Exercise:
If a line in the listing includes the word "teapot", copy it out.

Material provided:

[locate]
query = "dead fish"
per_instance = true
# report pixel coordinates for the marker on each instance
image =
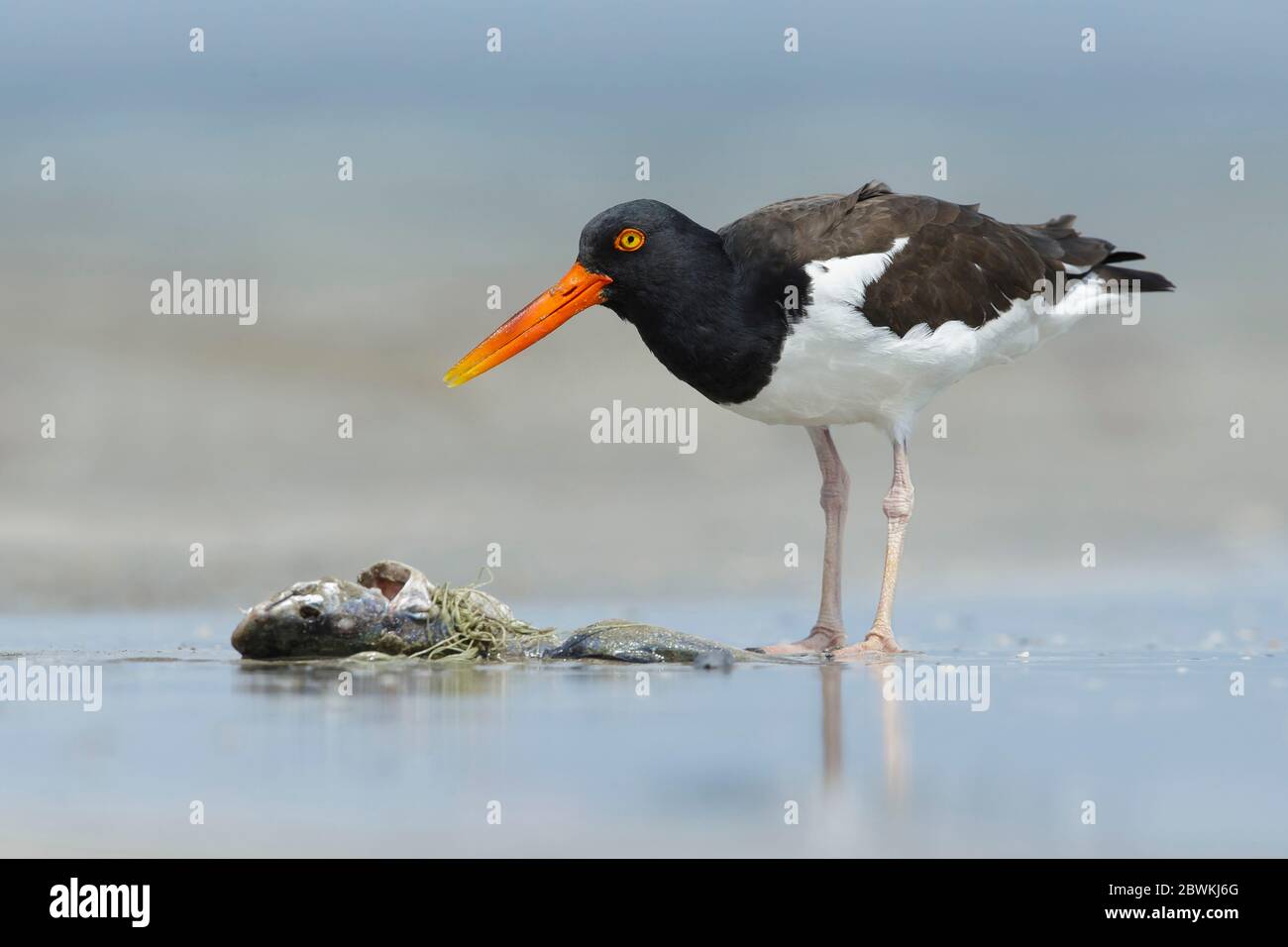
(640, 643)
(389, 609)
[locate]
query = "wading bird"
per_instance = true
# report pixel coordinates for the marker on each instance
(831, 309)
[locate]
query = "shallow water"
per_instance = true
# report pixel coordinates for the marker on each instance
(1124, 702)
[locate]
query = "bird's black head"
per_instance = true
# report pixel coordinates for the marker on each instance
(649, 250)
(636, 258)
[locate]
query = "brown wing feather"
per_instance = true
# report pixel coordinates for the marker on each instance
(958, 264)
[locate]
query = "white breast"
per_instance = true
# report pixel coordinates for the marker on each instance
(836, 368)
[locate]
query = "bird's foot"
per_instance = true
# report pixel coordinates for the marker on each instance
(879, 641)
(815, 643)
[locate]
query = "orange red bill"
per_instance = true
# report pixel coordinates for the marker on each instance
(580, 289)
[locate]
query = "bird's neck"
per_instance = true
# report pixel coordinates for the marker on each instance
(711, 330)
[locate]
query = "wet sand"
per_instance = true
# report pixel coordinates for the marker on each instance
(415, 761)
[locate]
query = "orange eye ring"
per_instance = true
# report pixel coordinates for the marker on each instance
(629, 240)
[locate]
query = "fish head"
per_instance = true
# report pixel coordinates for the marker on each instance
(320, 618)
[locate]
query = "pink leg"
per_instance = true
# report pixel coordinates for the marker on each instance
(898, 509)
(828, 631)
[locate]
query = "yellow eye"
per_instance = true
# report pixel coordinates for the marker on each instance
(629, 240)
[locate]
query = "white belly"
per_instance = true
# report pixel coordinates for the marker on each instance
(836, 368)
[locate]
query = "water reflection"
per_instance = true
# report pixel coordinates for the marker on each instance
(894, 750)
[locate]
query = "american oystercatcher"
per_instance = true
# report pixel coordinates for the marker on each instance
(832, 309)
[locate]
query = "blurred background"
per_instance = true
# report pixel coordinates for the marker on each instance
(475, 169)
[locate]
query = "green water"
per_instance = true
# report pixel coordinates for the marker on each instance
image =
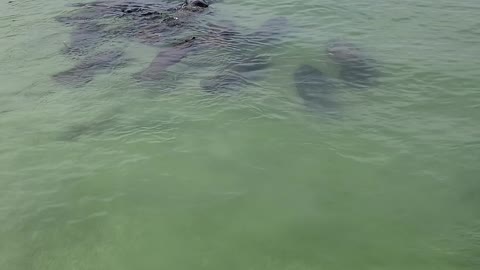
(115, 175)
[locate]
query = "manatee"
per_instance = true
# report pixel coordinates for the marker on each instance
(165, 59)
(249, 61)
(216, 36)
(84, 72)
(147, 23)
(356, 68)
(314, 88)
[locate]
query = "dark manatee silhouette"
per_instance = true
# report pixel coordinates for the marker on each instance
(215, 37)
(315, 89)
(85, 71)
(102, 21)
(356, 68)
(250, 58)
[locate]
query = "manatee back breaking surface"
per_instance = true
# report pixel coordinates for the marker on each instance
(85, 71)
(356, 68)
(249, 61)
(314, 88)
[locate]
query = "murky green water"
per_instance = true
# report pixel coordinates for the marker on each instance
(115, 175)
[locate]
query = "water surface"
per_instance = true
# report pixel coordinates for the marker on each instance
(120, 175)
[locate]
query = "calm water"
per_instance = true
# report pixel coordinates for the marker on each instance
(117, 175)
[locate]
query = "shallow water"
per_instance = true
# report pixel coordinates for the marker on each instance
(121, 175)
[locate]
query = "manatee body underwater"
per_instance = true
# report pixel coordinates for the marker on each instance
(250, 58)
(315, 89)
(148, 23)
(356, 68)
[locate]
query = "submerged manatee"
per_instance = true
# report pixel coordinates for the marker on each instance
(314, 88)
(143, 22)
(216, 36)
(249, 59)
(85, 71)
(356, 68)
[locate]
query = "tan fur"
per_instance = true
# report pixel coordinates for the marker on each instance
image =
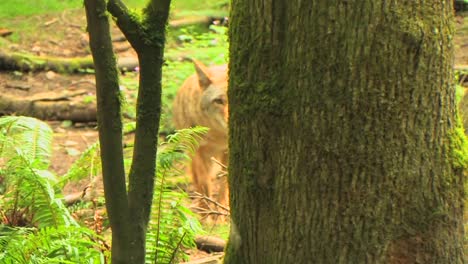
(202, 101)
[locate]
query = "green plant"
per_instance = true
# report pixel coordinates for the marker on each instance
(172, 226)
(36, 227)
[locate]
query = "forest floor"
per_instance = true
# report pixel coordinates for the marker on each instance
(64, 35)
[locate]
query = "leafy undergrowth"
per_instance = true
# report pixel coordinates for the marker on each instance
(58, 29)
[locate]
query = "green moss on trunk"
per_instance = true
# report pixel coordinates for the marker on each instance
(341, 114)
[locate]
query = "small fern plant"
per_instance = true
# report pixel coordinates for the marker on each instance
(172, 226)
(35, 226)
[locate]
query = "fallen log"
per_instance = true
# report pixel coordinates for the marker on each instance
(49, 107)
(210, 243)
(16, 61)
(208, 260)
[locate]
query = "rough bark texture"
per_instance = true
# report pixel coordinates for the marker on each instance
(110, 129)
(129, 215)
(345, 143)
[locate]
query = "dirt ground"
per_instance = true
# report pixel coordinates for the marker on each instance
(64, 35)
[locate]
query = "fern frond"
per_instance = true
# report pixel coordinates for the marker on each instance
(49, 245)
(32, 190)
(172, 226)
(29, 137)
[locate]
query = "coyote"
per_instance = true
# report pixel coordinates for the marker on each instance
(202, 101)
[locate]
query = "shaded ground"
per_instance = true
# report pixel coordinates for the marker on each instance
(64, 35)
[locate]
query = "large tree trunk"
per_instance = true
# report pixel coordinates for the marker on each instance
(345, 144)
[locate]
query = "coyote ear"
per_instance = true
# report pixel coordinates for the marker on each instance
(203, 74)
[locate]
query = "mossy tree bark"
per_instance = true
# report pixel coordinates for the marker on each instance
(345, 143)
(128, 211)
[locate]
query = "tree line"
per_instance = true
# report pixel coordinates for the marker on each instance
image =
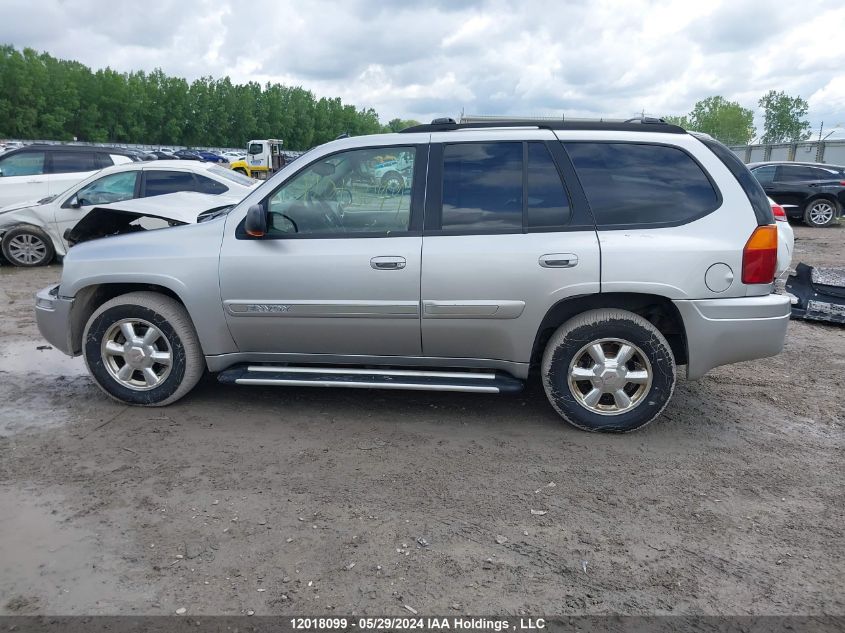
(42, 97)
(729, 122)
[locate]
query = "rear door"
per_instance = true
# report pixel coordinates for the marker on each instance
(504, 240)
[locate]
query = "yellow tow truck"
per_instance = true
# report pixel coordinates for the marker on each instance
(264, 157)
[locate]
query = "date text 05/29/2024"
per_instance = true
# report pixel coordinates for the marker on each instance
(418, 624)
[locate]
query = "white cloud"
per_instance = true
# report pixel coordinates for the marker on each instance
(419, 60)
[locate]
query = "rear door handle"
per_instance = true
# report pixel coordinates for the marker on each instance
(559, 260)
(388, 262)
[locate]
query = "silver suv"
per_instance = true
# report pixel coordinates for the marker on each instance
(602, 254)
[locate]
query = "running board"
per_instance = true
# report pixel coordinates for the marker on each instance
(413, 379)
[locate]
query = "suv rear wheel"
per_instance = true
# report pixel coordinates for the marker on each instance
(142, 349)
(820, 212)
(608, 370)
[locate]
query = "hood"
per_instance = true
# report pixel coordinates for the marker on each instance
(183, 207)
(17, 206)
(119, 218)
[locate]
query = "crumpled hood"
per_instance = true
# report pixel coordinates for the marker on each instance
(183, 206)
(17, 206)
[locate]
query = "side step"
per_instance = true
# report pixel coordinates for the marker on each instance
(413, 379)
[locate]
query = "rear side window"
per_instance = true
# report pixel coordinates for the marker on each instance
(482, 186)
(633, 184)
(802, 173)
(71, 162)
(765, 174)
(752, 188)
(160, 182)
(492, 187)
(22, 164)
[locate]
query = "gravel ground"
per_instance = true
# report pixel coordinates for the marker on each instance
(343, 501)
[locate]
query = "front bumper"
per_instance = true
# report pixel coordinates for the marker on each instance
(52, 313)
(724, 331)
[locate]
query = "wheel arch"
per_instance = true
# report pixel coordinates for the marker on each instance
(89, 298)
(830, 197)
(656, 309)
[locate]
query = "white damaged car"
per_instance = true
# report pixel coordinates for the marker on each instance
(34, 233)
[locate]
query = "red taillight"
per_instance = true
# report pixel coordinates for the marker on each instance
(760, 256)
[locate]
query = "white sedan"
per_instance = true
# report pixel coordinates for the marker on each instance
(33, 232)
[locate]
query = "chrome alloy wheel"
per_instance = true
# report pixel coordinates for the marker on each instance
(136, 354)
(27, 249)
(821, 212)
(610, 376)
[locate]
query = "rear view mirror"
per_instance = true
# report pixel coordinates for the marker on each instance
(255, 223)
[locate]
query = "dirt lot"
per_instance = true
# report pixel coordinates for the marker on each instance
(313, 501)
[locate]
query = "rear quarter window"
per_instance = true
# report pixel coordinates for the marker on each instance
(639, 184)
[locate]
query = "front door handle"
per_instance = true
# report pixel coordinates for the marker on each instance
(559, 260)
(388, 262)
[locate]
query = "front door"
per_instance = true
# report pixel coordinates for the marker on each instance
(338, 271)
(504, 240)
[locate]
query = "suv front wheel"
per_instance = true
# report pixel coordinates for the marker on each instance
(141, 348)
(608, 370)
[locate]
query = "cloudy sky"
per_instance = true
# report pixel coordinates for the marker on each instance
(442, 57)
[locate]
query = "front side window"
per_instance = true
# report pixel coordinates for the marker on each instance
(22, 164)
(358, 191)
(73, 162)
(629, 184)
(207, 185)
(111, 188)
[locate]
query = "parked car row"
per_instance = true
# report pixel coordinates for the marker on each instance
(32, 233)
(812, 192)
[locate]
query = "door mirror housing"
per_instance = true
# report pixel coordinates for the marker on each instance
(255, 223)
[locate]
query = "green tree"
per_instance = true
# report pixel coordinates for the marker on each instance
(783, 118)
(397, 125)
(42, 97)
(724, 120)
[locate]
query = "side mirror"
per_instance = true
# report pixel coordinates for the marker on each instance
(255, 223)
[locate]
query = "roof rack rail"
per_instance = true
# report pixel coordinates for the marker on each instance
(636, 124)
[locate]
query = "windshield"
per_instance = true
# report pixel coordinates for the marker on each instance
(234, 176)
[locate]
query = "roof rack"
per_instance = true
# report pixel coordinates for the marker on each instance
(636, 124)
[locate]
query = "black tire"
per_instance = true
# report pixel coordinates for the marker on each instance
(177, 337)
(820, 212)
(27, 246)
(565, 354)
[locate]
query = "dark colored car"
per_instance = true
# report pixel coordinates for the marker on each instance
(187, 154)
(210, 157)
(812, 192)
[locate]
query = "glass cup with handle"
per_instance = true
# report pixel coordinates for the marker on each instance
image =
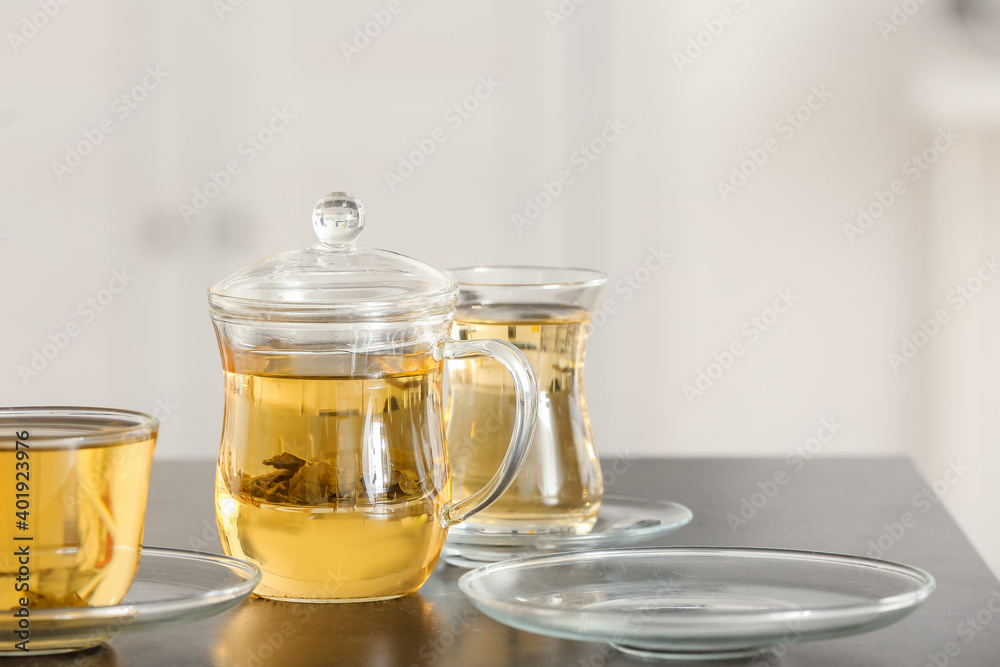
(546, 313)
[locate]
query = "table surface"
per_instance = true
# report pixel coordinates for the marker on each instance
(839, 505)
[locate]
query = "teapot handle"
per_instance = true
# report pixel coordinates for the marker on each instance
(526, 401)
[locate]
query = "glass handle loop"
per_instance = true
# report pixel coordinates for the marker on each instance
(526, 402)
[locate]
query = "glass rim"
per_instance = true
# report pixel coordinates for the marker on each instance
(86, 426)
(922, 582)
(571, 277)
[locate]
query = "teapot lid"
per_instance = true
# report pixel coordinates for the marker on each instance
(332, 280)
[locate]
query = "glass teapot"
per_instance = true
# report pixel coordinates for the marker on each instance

The answer:
query = "teapot handle"
query = "teapot lid"
query = "glass teapot"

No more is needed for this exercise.